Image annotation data

──────────────────────────────

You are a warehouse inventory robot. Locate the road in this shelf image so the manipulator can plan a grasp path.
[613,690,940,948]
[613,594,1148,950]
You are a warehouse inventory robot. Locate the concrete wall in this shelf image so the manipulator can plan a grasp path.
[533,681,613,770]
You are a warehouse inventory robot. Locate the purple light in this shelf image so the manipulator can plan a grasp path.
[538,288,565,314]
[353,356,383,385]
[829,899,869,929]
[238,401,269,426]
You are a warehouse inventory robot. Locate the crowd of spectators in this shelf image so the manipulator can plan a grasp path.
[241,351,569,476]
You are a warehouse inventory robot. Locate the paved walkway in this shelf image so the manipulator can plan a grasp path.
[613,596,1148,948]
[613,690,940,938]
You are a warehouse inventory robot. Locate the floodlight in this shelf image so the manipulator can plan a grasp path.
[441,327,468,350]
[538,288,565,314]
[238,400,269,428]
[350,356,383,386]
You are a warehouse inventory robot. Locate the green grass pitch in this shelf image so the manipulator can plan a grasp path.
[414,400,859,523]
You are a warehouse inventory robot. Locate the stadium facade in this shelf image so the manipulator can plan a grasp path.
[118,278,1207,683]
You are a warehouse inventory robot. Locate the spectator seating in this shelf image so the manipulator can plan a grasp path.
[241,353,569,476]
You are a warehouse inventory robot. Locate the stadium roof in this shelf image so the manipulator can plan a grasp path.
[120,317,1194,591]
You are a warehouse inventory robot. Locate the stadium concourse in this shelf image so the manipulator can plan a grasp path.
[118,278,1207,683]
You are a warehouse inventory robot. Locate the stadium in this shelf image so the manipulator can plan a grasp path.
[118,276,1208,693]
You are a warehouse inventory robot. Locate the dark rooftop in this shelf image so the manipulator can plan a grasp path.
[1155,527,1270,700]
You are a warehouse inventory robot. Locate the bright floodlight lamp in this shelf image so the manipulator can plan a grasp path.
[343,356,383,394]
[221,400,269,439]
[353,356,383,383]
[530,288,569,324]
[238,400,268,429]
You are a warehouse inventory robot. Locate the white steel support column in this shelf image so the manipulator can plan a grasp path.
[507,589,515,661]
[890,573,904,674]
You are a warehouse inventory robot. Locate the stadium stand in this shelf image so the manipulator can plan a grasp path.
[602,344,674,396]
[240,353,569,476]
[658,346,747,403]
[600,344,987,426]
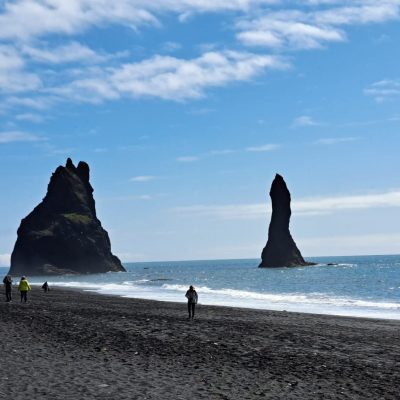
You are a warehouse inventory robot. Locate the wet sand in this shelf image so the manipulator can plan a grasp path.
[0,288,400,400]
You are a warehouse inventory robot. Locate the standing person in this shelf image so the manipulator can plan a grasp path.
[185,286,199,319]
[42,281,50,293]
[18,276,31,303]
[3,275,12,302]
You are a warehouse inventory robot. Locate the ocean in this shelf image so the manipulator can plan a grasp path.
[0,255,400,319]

──────────────────────────────

Without the pictures, write out the whole listing above exactly as it appears.

You are a warehouse inventory robot. Locate the road in this shelf image so the manipulator can plan a grasp path.
[613,690,940,948]
[613,594,1148,950]
You are a warehouse inventory robot. Locate the concrete wall in this shelf image so the manipulator can plan a grasp path.
[533,681,613,770]
You are a warehouse inventory robot. Locate the purple light in this shelf image so the manipulator can plan a grasp path.
[538,288,565,314]
[353,356,383,385]
[829,899,869,929]
[238,401,269,426]
You are a warehouse inventory robot. Locate the crowd of spectators in this shelf image so the manipulator can plan a grasp path.
[241,351,569,476]
You are a warehouse inventory robot. Locate the paved walkway in this shelf image so the manipulator can plan a grasp path.
[613,596,1148,948]
[613,690,940,938]
You are a warehouse inventory robot. Locate the floodlight in this shelf image so the manipulator can plan a grasp path.
[441,327,468,350]
[538,288,565,314]
[238,400,269,428]
[350,356,383,386]
You are a warehouse inventory robot. Locate the green grass pitch in this shelf image so the manipulator can plan a grasp path.
[414,400,859,523]
You are a warehouse inventory robot. Locate the stadium facade in this shelf image so the manipulator can plan a grasp path.
[118,278,1207,683]
You are a warehouse inventory robot. Locate the spectator seating in this shelf image so the manipulator can plan a grasp path.
[241,353,569,476]
You are a warehouse inventory robot. Locate the stadium roof in this shelf image so the manipulator can plan a grasp path.
[120,317,1194,591]
You are a warehouse inventory robot. Locate the stadium concourse in this shelf image so the manipulator can plan a grasp path.
[118,278,1207,683]
You are a warehouse inventory robot. Locate the stadium in this shelf image so the manipulator can plan a grasp path.
[118,276,1208,693]
You are a warehouse inventory robot. Locate the dark rooftop in this shelf image so the manipulator can plan a grasp path.
[1155,527,1270,700]
You are a warehouse inventory robot. Locate the bright floodlight lamp in this shelf image so the manipulator can plan a grasp path.
[343,356,383,394]
[221,400,269,439]
[353,356,383,383]
[530,288,569,324]
[238,400,268,429]
You are a warehouse inventory robot. Locate the white steel support column in this shelf image so the manipulator can plan a grasp path.
[507,589,515,661]
[890,573,904,674]
You are a warehouse inventory robot. Locate the stadium stand in this shelf image so the manipulator can plan a grasp path.
[602,344,674,396]
[240,353,569,476]
[658,346,747,403]
[600,344,987,426]
You are a warehouse inventory robot. Locate the wet sand in this shelf image so the manipulator can plan a grasp path.
[0,288,400,400]
You are a warehouse inventory robot. Locate the standing person in this shelf image so the manipulator can plan a grasp path.
[185,286,199,319]
[42,281,50,293]
[18,276,31,303]
[3,275,12,302]
You are a warehouse inventory robot. Locate the ocean in this shelf image so the manipulator can plan a grasp path.
[0,255,400,319]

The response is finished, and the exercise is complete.